#### Records for the exercise

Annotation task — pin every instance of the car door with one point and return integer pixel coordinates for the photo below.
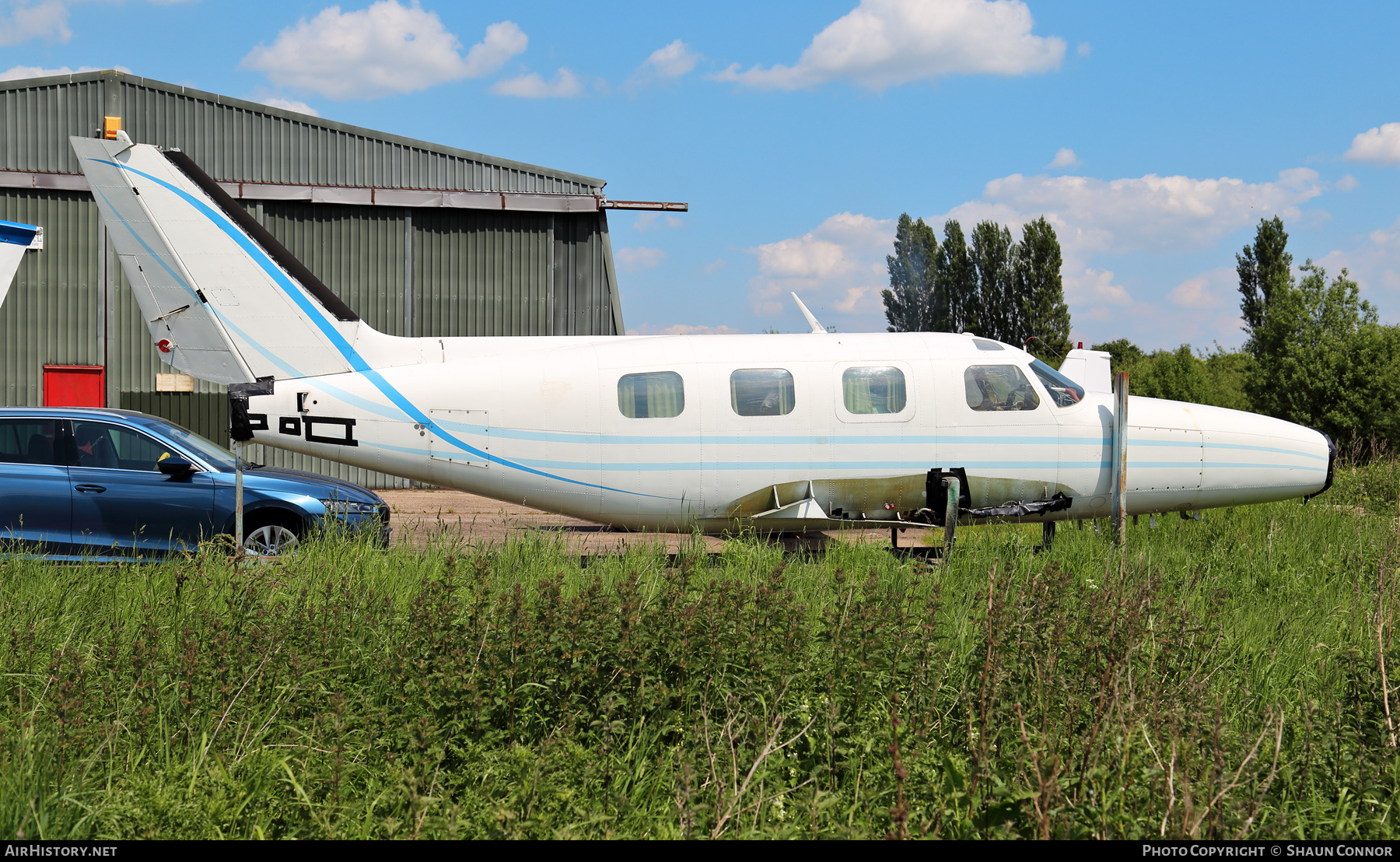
(124, 506)
(35, 507)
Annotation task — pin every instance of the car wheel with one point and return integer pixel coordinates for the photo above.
(271, 541)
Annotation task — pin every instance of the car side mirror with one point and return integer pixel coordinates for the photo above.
(177, 466)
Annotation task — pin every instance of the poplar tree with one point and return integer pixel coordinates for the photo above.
(1041, 293)
(909, 301)
(955, 293)
(999, 313)
(1265, 271)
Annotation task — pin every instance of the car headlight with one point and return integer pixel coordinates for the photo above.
(348, 507)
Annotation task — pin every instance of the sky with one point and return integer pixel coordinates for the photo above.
(1151, 136)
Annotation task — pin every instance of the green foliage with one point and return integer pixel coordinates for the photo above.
(1323, 360)
(999, 308)
(1263, 269)
(1217, 681)
(999, 289)
(1171, 374)
(1216, 378)
(957, 297)
(909, 301)
(1123, 354)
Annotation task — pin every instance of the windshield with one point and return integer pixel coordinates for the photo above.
(216, 455)
(1063, 391)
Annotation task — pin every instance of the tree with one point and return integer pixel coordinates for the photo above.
(1172, 374)
(993, 255)
(955, 294)
(1263, 271)
(1322, 359)
(1123, 354)
(1041, 292)
(910, 296)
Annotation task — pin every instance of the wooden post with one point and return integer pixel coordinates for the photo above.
(1120, 458)
(951, 513)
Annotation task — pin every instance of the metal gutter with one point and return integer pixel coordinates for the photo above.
(369, 196)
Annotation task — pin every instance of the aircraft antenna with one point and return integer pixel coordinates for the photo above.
(811, 320)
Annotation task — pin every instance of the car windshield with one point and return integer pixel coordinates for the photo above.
(217, 457)
(1063, 391)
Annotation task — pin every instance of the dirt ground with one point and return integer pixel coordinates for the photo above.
(420, 514)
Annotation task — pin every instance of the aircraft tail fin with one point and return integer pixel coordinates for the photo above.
(223, 299)
(16, 240)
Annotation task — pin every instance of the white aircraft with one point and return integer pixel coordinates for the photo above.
(782, 433)
(16, 238)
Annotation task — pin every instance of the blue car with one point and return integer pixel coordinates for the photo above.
(114, 485)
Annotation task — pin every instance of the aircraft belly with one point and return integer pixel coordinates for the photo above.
(1006, 464)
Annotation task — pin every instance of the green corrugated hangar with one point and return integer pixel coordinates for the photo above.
(418, 238)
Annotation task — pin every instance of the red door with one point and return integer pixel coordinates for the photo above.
(75, 387)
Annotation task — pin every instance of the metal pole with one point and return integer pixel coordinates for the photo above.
(238, 497)
(951, 513)
(1120, 458)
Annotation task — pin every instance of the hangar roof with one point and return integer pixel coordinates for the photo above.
(237, 140)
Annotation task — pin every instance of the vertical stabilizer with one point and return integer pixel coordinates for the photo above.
(14, 241)
(223, 300)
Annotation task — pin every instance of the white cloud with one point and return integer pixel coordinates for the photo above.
(839, 265)
(670, 62)
(16, 73)
(637, 259)
(47, 20)
(1379, 145)
(651, 222)
(378, 51)
(684, 329)
(565, 86)
(887, 42)
(1150, 213)
(289, 105)
(1207, 290)
(1064, 157)
(503, 41)
(1094, 287)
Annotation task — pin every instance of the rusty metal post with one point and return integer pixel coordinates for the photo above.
(238, 497)
(951, 513)
(1120, 458)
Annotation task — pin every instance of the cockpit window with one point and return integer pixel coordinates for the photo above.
(1063, 391)
(999, 388)
(878, 389)
(654, 395)
(761, 392)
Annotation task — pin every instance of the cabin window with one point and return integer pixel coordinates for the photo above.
(999, 388)
(761, 392)
(874, 389)
(656, 395)
(1063, 391)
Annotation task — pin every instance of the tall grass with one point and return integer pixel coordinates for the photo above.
(1217, 679)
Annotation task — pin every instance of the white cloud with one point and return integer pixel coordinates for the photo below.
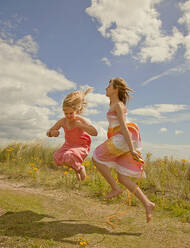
(158, 113)
(163, 130)
(157, 109)
(89, 111)
(25, 84)
(178, 69)
(106, 61)
(95, 99)
(161, 150)
(178, 132)
(119, 21)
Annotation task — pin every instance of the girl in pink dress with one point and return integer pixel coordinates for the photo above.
(121, 150)
(77, 134)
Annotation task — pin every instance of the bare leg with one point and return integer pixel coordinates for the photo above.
(82, 173)
(129, 184)
(104, 170)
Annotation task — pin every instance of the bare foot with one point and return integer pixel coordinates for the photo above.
(113, 193)
(78, 175)
(82, 173)
(149, 210)
(2, 211)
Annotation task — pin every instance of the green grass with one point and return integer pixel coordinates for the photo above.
(167, 182)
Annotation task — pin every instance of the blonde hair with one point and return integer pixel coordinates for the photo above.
(123, 90)
(76, 100)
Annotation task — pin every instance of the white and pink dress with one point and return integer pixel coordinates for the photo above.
(114, 152)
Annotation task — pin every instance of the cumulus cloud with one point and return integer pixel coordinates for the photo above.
(24, 87)
(178, 69)
(157, 109)
(119, 21)
(178, 132)
(95, 100)
(160, 150)
(163, 130)
(158, 113)
(106, 61)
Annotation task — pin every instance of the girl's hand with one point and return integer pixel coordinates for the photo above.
(53, 133)
(137, 156)
(79, 124)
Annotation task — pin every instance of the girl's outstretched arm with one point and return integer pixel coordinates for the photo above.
(86, 126)
(53, 131)
(119, 108)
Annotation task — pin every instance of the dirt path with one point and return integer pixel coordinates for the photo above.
(76, 215)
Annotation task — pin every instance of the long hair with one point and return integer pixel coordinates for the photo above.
(76, 100)
(123, 90)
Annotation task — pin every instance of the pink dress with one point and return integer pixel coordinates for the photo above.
(75, 149)
(114, 152)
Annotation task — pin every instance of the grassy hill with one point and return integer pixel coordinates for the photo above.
(47, 207)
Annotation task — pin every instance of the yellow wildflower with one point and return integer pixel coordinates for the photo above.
(184, 160)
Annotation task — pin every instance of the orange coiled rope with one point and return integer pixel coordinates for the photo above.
(113, 219)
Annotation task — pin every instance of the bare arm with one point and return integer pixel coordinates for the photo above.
(120, 113)
(86, 126)
(53, 131)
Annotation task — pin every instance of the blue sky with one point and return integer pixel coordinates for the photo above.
(49, 48)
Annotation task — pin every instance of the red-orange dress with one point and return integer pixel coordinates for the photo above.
(75, 149)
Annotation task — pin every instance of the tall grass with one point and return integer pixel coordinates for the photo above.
(167, 182)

########

What the task requires:
Reproduce the records verbatim, omitting all images they contain.

Task answer:
Annotation task — pin every instance of the car door with one point and return integer pixel coordinates for the photo below.
(124, 506)
(35, 507)
Annotation task — pin every instance of the car wheel with one point and return integer pixel coordinates for the photo above.
(271, 541)
Annotation task — pin every instance of the car side mirror with one point and return integer pixel coordinates for the photo above.
(177, 466)
Annotation task — pin every instance of the poplar tree with one point and return integer pixel coordinates for the photo above.
(1041, 293)
(909, 301)
(955, 293)
(999, 313)
(1265, 271)
Annotation task — pin every instance of the car headlight with one point and return integer pixel coordinates for the photo above.
(348, 507)
Annotation task — pin every instance of the sky with one point and return integer pixel coordinates for the photo above.
(1151, 136)
Annotation task — pin every instance of the green foliage with one point and return integer pixel coordinates for the photo above.
(1323, 360)
(999, 308)
(1263, 269)
(1217, 681)
(999, 289)
(1171, 374)
(1216, 378)
(957, 297)
(909, 301)
(1123, 354)
Annotation task — pin every instance of the windshield with one point and return integer pixel coordinates for the photo above.
(216, 455)
(1063, 391)
Annotation task — pin every instance of the tree with one point and return integer pixel coordinates for the photo above.
(1172, 374)
(993, 255)
(955, 294)
(1263, 271)
(1322, 359)
(1123, 354)
(1041, 292)
(910, 296)
Annotation task — pin every instance of the wooden post with one point and return integer pixel coordinates for the photo above.
(1120, 458)
(951, 513)
Annotation task — pin every instance of the metal gutter with one point and return integer pixel coordinates for the photo above.
(369, 196)
Annotation task — pin every instance of the aircraft antenna with one point and return integer pixel coordinates for the photo above.
(811, 320)
Annotation task — pin every instance of the car windshield with one point and return integer pixel coordinates for the photo above.
(217, 457)
(1063, 391)
Annotation task — pin every instance of the dirt ground with one point and return integer pixel coordinates for the photo above.
(420, 514)
Annotation task — pin every instance of the aircraft tail fin with one point and return integer pixel coordinates for the photo above.
(223, 299)
(16, 240)
Annotation task — pin every instance of the white aircraft with one point and return integer pixel coordinates for the photo above.
(782, 433)
(16, 238)
Annotation task — pin every instance of the blue car with one point and return integer pixel coordinates for the photo above.
(114, 485)
Annotation task — pin every instance of the aircraft belly with one point and return integer pixel coordinates for the photo above.
(1006, 464)
Annotation task — pin every instance of the green corrugated hangar with one point and return integer pixel coordinates for the photo above.
(418, 238)
Annotation task — pin every instance of the red door with one point and return integer pixel coordinates for the photo above.
(75, 387)
Annotation task — pin every instance of the metal pole with one point and return integer pixel coordinates for the photo above.
(238, 497)
(951, 513)
(1120, 458)
Annotation task — pin every instance of the hangar roof with one point and return integer pixel coordinates for the photo above.
(237, 140)
Annotation task — pin every instance of the vertical stabilizer with one point and return integer pixel coordinates for the photo above.
(14, 241)
(223, 300)
Annotation task — pin every instance of the white cloud with one point and return integer pixel coordinates for the photo above.
(839, 265)
(670, 62)
(16, 73)
(637, 259)
(47, 20)
(1379, 145)
(651, 222)
(378, 51)
(684, 329)
(565, 86)
(887, 42)
(1150, 213)
(289, 105)
(1207, 290)
(1064, 157)
(503, 41)
(1094, 287)
Annotation task — pin every instance of the rusty metal post with one point and return integer pixel coordinates for the photo above.
(238, 497)
(951, 513)
(1120, 458)
Annotation task — pin every instance of the cockpit window with one point and return integer pixel coordinates for the photo above.
(1063, 391)
(999, 388)
(878, 389)
(654, 395)
(761, 392)
Annotation task — pin every instance of the cabin window with one point and return integer pixel coordinates for the photo above.
(999, 388)
(761, 392)
(874, 389)
(656, 395)
(1063, 391)
Annotation task — pin every instance of the tall grass with one point and return integer pixel coordinates for the photo above.
(1217, 679)
Annotation task — pin every instance of the white cloud with one point and return integer pixel coordinates for the photo below.
(158, 113)
(163, 130)
(157, 109)
(89, 111)
(25, 84)
(178, 69)
(106, 61)
(95, 99)
(161, 150)
(178, 132)
(119, 21)
Annotation task — pin every instance of the girl in pink dress with one point and return integer pixel coordinates for the photo above.
(121, 150)
(77, 134)
Annotation task — pin every instance of the bare leg with one point and return integer pixel coordinates for the photo above.
(82, 173)
(129, 184)
(104, 170)
Annotation task — pin every instance of the bare foot with one point and return integer pixel coordinates for the photo above.
(113, 193)
(78, 175)
(82, 173)
(149, 210)
(2, 211)
Annotation task — pin every instance of the green grass with one point and return integer pixel coordinates for the photo above.
(167, 182)
Annotation task — pin every instance of the blonde hair with one point and return integer pixel coordinates for the photo above.
(123, 90)
(76, 100)
Annotation task — pin every instance of the white and pink dress with one point and return integer pixel coordinates for the photo above.
(114, 152)
Annotation task — pin every instance of the cumulus cloud with one point and return integer pixel coordinates for the photo above.
(24, 87)
(178, 69)
(157, 109)
(119, 21)
(178, 132)
(95, 100)
(160, 150)
(163, 130)
(158, 113)
(106, 61)
Annotation task — pin every instance of the girl's hand with one point and return integer pixel coordinates for the photo above.
(53, 133)
(137, 156)
(79, 124)
Annotation task — pin every instance of the girl's outstretched arm with one point and return integer pixel coordinates for the photo above.
(86, 126)
(53, 131)
(119, 108)
Annotation task — pin every instance of the dirt path with one point and return integer pixel coordinates for the photo above.
(76, 215)
Annotation task — pin every instance of the long hair with one point and return integer pixel coordinates for the photo above.
(76, 100)
(123, 90)
Annotation task — pin every instance of the pink dress with one point and return integer pixel coordinates for the photo above.
(75, 149)
(114, 152)
Annotation task — pin every instance of the grassy hill with one point and return integer pixel coordinates for the photo above.
(47, 207)
Annotation task — pin every instance of the yellow wildflower with one point and return integer pixel coordinates for the photo above.
(184, 160)
Annotation task — pin every instance of the orange coiled rope with one point and return integer pixel coordinates for the photo above.
(113, 219)
Annotation task — pin every instance of the bare arm with one point and return integer pixel coordinates for the photo above.
(120, 113)
(86, 126)
(53, 131)
Annotation task — pin every instance of the blue sky with one point and return integer pixel coordinates for the photo above.
(49, 48)
Annotation task — pin every instance of the red-orange dress with one point and return integer pixel coordinates for the photo above.
(75, 149)
Annotation task — pin every instance of the tall grass with one point and return integer pixel coordinates for the photo above.
(167, 182)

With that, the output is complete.